**SHORT TASK 1**
Answer these from the forum thread about preserving tables:
(a) Through which UI does the first post suggest adding the same content?
(b) In the changed markup, what class does the outermost div have?
(c) Who is named as having created something that may help?
**SHORT TASK 2**
Write the next few lines of the forum thread about preserving tables, picking up after its last sentence.

**SOURCE PASSAGE**
May be worth trying to add the same content via the classic UI and see if it works in the same way.
By adding it via code, you could potentially be avoiding some client side sanitizing that is applied before saving it?- Kirk LiemohnBrass Contributor
Yes, it that is certainly the case.
I am finding that if I change:
<div class="{custom-class">
<table {stuff1}>
{stuff2}
</table>
</div>
to:
<div class="canvasRteResponsiveTable">
<div class="tableWrapper">
<table title="Table" {stuff1}>
{stuff2}
</table>
</div>
</div>
That my tables are now preserved.
I have also found Bert Jansen has created the following which may help: https://github.com/SharePoint/PnP-Tools/blob/master/Solutions/SharePoint.Modernization/SharePointPnP.Modernization.Framework/Transform/HtmlTransformator.cs
I'd really like to know what other edges he has found...

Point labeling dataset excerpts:

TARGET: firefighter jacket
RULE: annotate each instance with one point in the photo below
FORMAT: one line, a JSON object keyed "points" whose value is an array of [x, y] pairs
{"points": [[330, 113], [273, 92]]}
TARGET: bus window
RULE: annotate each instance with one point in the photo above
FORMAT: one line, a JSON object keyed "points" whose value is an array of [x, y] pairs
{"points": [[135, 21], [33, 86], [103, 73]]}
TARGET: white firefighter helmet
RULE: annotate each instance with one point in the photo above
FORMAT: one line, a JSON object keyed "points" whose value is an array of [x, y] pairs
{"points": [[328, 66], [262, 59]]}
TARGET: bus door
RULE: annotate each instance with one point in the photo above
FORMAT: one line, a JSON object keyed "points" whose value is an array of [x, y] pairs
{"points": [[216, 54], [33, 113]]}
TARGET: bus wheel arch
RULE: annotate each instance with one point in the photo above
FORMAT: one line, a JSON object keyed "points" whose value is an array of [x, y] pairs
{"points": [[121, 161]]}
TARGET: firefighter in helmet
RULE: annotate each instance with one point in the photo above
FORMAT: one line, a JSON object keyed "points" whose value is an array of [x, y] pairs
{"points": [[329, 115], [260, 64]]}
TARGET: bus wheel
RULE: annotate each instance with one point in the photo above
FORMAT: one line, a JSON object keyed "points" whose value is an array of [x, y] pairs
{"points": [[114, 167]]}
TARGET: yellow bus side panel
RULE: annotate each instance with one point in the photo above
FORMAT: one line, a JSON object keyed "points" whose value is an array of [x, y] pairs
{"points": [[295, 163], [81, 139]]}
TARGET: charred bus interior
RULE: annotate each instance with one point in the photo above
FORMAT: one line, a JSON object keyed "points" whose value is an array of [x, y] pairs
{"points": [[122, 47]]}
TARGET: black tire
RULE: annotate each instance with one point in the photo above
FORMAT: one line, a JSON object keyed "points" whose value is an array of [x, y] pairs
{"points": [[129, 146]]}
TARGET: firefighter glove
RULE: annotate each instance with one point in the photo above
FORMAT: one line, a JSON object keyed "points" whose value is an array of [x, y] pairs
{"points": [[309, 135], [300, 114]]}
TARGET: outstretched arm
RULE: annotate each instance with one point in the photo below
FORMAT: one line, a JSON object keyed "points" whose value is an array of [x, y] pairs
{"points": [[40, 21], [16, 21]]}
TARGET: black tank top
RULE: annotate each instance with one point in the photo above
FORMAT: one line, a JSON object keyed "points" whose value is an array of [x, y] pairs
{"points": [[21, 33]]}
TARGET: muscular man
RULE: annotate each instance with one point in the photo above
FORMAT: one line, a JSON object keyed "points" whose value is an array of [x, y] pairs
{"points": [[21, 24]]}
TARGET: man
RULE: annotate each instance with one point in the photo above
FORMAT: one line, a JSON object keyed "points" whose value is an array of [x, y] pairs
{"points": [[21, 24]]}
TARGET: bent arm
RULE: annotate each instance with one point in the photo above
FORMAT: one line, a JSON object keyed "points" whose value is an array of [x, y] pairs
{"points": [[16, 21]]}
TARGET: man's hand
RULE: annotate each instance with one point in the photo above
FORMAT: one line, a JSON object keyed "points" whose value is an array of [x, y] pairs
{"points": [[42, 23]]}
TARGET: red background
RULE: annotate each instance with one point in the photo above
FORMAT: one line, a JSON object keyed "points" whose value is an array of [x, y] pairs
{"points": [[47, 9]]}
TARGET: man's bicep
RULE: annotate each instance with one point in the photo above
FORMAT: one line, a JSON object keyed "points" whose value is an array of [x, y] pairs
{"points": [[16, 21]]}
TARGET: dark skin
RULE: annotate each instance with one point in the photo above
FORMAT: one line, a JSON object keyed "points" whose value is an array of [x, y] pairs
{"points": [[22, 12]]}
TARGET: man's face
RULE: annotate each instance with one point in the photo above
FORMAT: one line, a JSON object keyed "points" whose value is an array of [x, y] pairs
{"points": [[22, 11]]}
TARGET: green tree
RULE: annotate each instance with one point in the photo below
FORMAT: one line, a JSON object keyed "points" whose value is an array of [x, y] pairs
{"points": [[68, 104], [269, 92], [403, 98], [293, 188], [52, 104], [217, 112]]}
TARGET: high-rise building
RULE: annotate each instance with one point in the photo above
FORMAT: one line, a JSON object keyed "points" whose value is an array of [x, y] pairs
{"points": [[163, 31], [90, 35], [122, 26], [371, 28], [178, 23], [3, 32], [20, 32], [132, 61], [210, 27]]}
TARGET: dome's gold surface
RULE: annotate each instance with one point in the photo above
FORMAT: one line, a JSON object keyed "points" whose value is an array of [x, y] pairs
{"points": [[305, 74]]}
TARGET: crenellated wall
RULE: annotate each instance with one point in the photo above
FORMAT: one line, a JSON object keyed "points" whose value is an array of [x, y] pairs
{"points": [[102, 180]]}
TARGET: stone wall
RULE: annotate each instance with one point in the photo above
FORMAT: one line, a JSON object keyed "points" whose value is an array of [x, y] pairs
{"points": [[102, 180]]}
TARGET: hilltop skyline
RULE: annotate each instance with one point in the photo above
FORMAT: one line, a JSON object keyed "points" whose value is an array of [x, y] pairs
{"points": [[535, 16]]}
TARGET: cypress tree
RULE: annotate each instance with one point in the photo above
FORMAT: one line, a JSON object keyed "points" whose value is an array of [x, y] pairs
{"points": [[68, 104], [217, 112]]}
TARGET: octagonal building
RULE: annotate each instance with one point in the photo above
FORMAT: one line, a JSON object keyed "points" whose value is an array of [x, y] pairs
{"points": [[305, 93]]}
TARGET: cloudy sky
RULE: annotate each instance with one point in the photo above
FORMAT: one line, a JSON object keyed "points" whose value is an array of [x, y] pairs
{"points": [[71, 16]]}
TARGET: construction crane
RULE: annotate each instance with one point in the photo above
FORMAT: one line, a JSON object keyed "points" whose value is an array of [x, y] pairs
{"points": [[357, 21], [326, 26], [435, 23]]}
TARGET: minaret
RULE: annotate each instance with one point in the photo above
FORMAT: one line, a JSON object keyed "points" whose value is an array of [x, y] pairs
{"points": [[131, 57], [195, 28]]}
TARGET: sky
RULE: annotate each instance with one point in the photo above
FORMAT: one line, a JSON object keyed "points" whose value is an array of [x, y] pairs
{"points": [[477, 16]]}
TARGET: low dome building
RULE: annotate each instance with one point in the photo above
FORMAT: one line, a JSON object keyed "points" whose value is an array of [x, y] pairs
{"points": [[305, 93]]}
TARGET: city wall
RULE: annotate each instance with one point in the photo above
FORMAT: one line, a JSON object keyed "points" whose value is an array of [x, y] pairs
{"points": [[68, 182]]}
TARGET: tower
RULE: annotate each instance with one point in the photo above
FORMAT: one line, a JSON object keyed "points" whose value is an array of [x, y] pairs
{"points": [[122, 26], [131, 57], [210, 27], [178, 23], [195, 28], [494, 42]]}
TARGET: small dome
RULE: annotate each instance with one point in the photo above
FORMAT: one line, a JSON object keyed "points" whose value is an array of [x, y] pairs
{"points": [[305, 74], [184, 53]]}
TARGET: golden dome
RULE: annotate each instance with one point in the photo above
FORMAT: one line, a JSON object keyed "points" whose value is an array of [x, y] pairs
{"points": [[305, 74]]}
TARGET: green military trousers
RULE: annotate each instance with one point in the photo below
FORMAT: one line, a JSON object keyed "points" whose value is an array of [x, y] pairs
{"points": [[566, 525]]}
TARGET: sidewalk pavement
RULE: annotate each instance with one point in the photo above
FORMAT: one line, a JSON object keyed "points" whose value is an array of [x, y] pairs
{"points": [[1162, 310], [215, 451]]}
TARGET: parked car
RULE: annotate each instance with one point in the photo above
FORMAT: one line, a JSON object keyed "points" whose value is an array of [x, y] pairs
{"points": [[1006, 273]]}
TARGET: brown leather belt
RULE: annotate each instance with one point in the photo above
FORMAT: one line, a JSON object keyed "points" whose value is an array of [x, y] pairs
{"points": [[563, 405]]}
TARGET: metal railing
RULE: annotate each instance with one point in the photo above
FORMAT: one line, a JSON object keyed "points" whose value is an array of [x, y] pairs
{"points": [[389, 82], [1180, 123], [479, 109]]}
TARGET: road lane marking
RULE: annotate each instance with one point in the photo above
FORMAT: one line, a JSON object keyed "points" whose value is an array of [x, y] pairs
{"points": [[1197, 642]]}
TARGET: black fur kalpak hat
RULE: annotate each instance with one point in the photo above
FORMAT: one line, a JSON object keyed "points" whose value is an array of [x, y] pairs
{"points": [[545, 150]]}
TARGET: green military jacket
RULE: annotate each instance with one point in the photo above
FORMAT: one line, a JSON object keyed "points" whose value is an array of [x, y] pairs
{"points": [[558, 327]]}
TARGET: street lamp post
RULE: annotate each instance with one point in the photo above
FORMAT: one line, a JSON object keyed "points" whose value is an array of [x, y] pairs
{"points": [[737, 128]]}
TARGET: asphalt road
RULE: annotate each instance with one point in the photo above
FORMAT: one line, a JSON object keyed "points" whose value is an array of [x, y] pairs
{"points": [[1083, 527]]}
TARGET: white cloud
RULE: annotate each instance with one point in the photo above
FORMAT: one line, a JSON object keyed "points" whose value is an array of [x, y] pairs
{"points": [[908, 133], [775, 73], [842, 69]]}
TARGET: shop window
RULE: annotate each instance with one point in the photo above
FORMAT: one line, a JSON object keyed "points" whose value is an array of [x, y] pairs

**ANSWER 1**
(a) The classic UI
(b) canvasRteResponsiveTable
(c) Bert Jansen

**ANSWER 2**
- BertJansen
Microsoft
The pnp page transformation engine does handle the transformation from wiki html to modern text editor compliant html. As you've noted you can simply assign html and it will show, but in order to edit the html it must be compliant with what the text editor supports.
See https://github.com/SharePoint/PnP-Tools/blob/master/Solutions/SharePoint.Modernization/SharePointPnP.Modernization.Framework/Transform/HtmlTransformator.cs for a starting basis for your own transformator.